EXCERPTED PASSAGE |
= = = =

Chemical and Pharmaceutical Bulletin
Online ISSN : 1347-5223
Print ISSN : 0009-2363
ISSN-L : 0009-2363
Current Topics: Review
Computer-Aided Drug Design Using the Fragment Molecular Orbital Method: Current Status and Future Applications for SBDD
Daisuke Takaya
Author information
JOURNAL FREE ACCESS FULL-TEXT HTML

2024 Volume 72 Issue 9 Pages 781-786

Details
Abstract

Owing to the increasing use of computers, computer-aided drug design (CADD) has become an essential component of drug discovery research. In structure-based drug design (SBDD), including inhibitor design and in silico screening of drug target molecules, concordance with wet experimental data is important to provide insights on unique perspectives derived from calculations. Fragment molecular orbital (FMO) method is a quantum chemical method that facilitates precise energy calculations. Fragmentation method makes it possible to apply the quantum chemical method to biological macromolecules for energy calculation based on the electron behavior. Furthermore, interaction energies calculated on a residue-by-residue basis via fragmentation aid in the analysis of interactions between the target and ligand molecule residues and molecular design. In this review, we outline the recent developments in SBDD and FMO methods and highlight the prospects of developing machine learning approaches for large computational data using the FMO method.

= = = =

INPUT DATA |
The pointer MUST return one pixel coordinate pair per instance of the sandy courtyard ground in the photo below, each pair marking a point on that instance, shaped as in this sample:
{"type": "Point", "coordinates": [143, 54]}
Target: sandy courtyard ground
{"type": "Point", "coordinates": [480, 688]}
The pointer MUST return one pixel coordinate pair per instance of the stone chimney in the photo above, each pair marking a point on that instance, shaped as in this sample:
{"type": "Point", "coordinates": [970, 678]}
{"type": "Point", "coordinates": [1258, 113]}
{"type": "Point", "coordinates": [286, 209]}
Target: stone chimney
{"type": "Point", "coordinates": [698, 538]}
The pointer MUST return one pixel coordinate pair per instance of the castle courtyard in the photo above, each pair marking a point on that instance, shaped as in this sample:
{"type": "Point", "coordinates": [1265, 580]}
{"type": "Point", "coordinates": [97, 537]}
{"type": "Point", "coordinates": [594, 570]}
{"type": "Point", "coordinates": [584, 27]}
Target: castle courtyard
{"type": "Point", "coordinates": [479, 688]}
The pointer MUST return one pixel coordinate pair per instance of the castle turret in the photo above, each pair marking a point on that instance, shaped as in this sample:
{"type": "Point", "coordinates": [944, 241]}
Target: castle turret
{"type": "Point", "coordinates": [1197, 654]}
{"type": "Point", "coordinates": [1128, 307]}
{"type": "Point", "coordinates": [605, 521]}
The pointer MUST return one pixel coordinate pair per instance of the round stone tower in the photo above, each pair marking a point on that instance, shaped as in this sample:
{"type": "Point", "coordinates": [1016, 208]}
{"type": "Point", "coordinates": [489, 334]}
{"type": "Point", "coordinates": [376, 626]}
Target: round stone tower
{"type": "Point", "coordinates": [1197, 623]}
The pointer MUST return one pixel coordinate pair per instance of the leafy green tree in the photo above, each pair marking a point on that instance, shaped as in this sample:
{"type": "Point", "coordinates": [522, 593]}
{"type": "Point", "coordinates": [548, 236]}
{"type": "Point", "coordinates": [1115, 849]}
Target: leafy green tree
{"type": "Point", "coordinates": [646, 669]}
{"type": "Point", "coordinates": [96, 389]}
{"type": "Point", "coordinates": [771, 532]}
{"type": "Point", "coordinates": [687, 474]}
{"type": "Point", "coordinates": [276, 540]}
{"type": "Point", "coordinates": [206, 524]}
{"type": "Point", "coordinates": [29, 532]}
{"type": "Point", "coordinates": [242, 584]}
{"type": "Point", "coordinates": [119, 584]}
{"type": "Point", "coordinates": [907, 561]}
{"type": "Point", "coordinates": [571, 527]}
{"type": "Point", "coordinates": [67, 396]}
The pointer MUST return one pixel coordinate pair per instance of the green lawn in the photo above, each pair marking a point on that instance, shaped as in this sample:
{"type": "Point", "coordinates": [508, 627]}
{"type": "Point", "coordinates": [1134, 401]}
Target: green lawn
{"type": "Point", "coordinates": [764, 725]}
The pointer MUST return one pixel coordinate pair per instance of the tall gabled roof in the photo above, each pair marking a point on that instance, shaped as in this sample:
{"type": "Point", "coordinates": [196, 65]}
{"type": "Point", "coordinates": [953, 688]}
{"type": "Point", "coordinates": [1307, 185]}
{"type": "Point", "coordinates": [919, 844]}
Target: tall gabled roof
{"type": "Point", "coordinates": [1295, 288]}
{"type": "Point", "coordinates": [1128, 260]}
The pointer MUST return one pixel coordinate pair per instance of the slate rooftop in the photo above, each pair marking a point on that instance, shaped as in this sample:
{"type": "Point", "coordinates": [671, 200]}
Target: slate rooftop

= = = =

YOUR OBJECTIVE |
Answer these questions about the review abstract page:
1. Who is listed as the author of the review?
2. In which year, volume and issue did the review appear?
3. According to the abstract, what does the fragmentation method make possible?

ANSWER |
1. Daisuke Takaya
2. 2024, Volume 72, Issue 9
3. It makes it possible to apply the quantum chemical method to biological macromolecules for energy calculation based on the electron behavior.